== TEXT SHOWN ==
Interdisciplinary therapies for the management of people with multiple sclerosis (MS) are underappreciated. There is an urgent need to introduce music therapy (MT), either alone or in combination with physical therapy (PT), into clinical practice to achieve synergy with disease-modifying therapies. A holistic approach to rehabilitation for people with MS may mitigate symptoms and reduce polypharmacy, potentially lowering health care costs.
As MS progresses, patients experience a range of worsening symptoms, and many develop psychosocial comorbidities. As disease-modifying therapies delay disability progression, nonpharmacologic treatments become increasingly important. The main aim of PT is to improve or maintain patients’ functional mobility, strength, and flexibility. Because it targets multiple functions, MT can help improve functional and psychosocial domains and may be a valuable intervention to help patients achieve the physical, cognitive, and emotional goals of PT. Exploratory studies showed that MT, alone or in combination with PT, can lead to functional improvements in mobility, balance, gait, and fatigue. Similar to PT, MT also has benefits in improving fine motor skills, cognition, learning, and memory and in providing emotional support.
===
== INFORMATION ==
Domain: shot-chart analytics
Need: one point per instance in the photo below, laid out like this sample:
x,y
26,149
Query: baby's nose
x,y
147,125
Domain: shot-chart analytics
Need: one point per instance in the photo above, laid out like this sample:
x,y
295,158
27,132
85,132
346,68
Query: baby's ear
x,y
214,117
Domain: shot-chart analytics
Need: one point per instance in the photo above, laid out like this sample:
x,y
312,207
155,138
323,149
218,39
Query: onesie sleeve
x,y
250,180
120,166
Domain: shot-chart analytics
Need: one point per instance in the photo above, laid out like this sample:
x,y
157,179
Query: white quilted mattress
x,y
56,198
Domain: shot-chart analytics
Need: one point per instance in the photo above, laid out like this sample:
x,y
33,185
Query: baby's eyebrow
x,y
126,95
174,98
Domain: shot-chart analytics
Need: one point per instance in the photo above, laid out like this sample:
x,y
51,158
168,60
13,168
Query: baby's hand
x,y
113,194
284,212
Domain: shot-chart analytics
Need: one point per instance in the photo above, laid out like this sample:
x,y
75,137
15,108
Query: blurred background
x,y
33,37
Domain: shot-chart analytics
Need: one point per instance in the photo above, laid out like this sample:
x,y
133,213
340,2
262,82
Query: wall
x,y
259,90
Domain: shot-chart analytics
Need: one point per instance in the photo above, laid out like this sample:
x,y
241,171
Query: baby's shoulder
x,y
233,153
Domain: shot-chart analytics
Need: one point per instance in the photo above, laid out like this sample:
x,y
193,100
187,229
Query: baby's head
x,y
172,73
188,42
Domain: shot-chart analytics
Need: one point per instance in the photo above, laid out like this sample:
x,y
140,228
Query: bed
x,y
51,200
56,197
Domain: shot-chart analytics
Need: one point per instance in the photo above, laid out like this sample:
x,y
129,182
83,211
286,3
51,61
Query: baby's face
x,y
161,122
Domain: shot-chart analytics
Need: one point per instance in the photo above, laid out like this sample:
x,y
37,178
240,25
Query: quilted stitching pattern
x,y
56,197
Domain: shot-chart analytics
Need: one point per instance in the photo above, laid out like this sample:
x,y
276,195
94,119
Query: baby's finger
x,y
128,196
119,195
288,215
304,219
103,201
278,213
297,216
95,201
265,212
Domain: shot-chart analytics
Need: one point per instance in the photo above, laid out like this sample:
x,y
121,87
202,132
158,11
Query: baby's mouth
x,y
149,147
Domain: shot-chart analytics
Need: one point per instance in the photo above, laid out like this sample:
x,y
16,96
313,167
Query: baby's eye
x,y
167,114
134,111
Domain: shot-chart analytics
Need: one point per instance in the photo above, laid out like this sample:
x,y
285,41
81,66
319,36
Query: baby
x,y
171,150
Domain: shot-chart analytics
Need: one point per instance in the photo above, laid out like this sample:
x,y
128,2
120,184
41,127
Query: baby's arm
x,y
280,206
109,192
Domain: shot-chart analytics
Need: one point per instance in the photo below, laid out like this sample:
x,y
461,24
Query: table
===
== INFORMATION ==
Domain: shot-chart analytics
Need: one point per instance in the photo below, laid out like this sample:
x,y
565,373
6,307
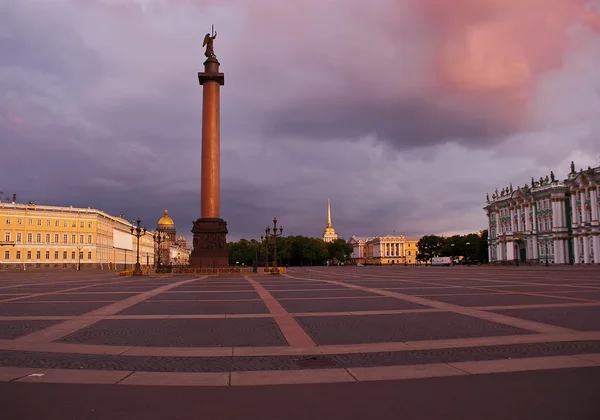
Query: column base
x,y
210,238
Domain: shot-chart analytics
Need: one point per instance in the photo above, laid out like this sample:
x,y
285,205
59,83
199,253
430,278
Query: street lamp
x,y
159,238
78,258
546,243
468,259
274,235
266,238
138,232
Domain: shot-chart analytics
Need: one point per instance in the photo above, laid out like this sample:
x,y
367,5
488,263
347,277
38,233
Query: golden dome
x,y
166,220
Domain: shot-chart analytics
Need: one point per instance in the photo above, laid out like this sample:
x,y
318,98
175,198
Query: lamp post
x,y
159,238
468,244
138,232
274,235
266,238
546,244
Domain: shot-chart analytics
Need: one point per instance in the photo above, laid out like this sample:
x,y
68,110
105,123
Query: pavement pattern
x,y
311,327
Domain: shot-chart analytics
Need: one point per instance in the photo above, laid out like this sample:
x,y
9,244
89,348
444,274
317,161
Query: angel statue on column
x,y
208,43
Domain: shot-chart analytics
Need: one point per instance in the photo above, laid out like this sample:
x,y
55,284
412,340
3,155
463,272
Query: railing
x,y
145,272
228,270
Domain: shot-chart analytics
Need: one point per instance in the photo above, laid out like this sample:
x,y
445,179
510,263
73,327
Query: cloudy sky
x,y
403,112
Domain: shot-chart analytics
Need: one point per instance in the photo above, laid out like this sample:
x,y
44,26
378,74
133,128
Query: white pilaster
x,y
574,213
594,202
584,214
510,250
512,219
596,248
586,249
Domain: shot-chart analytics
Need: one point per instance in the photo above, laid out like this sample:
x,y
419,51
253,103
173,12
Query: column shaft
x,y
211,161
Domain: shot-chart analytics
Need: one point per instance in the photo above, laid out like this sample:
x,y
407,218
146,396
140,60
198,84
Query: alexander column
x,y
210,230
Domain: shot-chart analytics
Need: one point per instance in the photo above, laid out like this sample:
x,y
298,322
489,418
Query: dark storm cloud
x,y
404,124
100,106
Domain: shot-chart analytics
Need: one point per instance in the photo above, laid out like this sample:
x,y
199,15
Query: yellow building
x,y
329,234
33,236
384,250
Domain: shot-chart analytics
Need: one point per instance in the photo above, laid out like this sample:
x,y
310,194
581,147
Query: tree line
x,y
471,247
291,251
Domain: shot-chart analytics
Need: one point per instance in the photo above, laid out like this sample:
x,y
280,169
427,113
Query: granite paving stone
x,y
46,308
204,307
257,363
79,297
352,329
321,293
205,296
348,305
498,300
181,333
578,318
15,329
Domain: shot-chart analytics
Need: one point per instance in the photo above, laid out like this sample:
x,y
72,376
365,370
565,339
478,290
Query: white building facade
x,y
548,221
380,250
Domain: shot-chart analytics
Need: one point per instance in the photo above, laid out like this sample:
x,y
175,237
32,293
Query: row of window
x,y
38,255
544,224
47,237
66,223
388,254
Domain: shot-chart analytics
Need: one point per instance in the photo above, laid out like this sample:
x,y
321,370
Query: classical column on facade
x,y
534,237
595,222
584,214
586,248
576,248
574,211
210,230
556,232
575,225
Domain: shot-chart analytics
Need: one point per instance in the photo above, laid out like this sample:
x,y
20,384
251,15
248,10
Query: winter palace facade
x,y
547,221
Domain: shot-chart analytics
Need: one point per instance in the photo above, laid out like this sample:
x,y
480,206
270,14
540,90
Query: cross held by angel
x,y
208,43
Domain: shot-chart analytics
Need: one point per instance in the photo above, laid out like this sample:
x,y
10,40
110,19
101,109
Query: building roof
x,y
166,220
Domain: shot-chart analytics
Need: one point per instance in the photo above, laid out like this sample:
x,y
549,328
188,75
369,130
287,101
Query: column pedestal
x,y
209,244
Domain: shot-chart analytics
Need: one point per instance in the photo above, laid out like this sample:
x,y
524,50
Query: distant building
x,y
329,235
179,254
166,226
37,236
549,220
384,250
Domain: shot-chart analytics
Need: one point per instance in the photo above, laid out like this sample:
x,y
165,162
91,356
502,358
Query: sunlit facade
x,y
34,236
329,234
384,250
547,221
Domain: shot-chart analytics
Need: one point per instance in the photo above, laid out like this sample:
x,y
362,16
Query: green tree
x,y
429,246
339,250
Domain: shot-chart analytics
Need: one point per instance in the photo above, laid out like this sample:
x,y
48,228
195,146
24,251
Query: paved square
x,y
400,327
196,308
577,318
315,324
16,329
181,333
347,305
===
◆ **ACTIVITIES**
1. Turn the paragraph of the music therapy text that begins "As MS progresses" into a short bulleted list that keeps its main facts.
2. According to the music therapy text, what is the main aim of physical therapy?
3. Write a continuation of the text on music therapy for multiple sclerosis, picking up after its final sentence.
The data come from a different source than the text on music therapy for multiple sclerosis.

◆ **ANSWERS IN ORDER**
1.
- As MS progresses, symptoms worsen and many patients develop psychosocial comorbidities.
- Because disease-modifying therapies delay disability progression, nonpharmacologic treatments matter more and more.
- Physical therapy (PT) mainly aims to improve or maintain functional mobility, strength, and flexibility.
- Music therapy (MT) targets multiple functions, so it can improve functional and psychosocial domains and help patients reach the physical, cognitive, and emotional goals of PT.
- Exploratory studies found that MT, alone or with PT, can improve mobility, balance, gait, and fatigue.
- Like PT, MT can also help fine motor skills, cognition, learning, and memory, and it provides emotional support.

2. To improve or maintain patients' functional mobility, strength, and flexibility.

3.
Both MT and PT have the potential to improve overall well-being and health-related quality of life in physically active patients with MS, and MT can provide added emotional support for those who are less able to engage in physical activity. However, MT is not typically a part of standard of care, and PT visits are limited. Nevertheless, interdisciplinary therapies should be incorporated into clinical practice.